Please rewrite the data from the line that contains "Question. Place a dot on every instance of the tiled" through the end, with "turquoise" swapped for "teal" and everything else unchanged. Leave the pictures out of your answer.

(Coordinate labeling data)
--
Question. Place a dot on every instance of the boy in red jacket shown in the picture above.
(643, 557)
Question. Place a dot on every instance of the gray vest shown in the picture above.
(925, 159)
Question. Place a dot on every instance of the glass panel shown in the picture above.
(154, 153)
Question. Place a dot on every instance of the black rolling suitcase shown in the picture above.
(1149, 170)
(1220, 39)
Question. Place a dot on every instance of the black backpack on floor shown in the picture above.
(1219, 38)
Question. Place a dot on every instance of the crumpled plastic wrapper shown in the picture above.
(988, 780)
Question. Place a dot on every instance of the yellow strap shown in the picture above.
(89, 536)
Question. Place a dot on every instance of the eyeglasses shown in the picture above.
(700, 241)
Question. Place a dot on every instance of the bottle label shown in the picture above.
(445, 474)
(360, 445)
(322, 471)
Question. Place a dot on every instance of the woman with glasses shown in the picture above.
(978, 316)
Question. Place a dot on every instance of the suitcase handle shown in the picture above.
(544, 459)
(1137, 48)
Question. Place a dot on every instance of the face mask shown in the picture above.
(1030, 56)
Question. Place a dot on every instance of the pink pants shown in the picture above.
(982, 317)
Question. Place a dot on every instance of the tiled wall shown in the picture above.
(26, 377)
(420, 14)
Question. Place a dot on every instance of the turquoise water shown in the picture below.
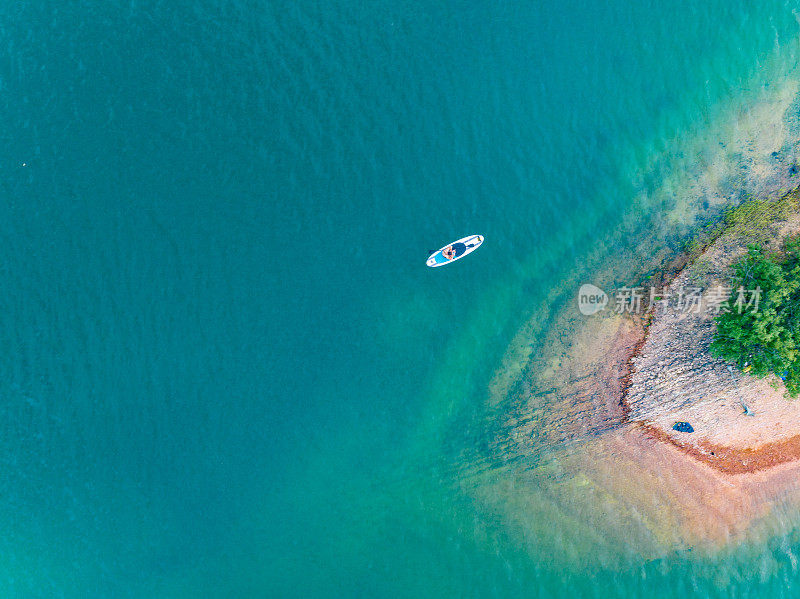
--
### Solution to this exercise
Question. Place a dot on every instance of the tiled wall shown in the picture above.
(26, 377)
(420, 14)
Question. Place a dot on every instance of the teal water shown in the picture below.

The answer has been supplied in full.